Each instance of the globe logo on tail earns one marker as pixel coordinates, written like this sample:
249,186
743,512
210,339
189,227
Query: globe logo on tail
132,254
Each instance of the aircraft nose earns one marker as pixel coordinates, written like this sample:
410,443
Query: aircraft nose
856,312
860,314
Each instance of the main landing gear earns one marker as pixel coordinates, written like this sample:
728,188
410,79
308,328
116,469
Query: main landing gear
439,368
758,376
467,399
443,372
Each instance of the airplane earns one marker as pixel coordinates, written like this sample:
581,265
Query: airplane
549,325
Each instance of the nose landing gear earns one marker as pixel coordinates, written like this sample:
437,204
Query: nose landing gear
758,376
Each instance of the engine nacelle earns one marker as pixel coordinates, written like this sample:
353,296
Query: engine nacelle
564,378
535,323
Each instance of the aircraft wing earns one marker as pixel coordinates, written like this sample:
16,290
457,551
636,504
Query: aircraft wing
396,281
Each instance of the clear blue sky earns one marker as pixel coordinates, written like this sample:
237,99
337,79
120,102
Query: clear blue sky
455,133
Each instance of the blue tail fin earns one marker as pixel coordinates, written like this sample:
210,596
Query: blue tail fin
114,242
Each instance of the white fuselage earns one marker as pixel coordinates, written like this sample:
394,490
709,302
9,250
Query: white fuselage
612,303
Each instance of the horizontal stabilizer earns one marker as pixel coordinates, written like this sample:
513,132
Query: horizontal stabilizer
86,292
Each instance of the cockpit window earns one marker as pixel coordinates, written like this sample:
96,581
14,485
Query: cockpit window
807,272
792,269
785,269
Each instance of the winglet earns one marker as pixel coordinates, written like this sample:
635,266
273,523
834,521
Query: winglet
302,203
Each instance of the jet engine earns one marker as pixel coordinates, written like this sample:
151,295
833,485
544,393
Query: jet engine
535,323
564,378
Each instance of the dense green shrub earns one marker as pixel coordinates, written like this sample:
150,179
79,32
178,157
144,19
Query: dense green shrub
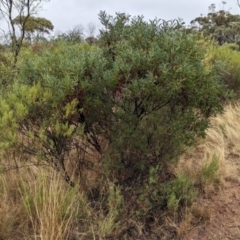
145,91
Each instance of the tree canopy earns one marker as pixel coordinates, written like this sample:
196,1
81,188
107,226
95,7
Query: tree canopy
223,26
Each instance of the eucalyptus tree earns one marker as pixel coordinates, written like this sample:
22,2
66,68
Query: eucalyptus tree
21,10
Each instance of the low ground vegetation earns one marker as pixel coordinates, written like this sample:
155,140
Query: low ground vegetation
115,140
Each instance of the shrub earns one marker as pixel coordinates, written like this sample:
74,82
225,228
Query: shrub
145,92
229,57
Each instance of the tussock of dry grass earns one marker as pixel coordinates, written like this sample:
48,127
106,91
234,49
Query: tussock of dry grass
35,203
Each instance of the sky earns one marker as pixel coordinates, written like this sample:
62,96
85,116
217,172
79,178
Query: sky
66,14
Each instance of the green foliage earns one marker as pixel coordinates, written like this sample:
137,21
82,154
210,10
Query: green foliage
221,25
229,57
145,90
33,24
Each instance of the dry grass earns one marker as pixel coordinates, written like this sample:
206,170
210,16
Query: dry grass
35,203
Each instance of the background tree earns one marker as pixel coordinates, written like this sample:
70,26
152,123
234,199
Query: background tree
35,27
223,26
75,35
21,10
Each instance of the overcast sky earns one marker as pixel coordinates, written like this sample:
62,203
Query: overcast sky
65,14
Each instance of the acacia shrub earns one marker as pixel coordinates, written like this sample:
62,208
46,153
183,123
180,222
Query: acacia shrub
145,90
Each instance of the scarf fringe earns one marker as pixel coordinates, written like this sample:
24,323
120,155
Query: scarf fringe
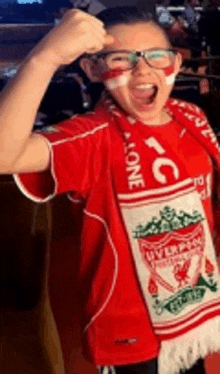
182,352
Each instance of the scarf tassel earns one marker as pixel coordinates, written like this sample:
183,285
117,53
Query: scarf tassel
181,354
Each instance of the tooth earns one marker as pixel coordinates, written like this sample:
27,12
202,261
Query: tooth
144,86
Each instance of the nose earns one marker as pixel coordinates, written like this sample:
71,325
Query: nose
142,67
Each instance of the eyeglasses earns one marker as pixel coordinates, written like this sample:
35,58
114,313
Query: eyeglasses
127,60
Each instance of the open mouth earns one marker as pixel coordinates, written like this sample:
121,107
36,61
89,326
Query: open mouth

========

* **Task statement**
Reproduce the lines above, exactly and exclusively, from the line containing "Each instance of the scarf fringe" down to the last line, both included; pictures are not part of the copy.

* **Response to this task**
Each instance of the scarf fringe earns one marker as pixel coordinates, written like this sample:
24,323
120,155
Query: scarf fringe
182,352
Each instance of the scarf tassel earns one marker as pixel coordinates, written like this sample:
183,285
117,53
Query: scarf tassel
181,354
Each instance of the tooth earns one marker as pixel coordinates, written like this sample:
27,12
202,261
Query: tooth
144,86
Each instance of the nose earns one marker as pixel coordinates, written like this sample:
71,325
Query: nose
142,67
Each instance of the eyeglasses earns one marker as pixel coordinates, written like this sample:
35,58
114,313
Query: eyeglasses
127,60
Each instance of the open mouth earns one marker as pixel coordinates, written like this sample:
121,107
36,61
89,326
Query: open mouth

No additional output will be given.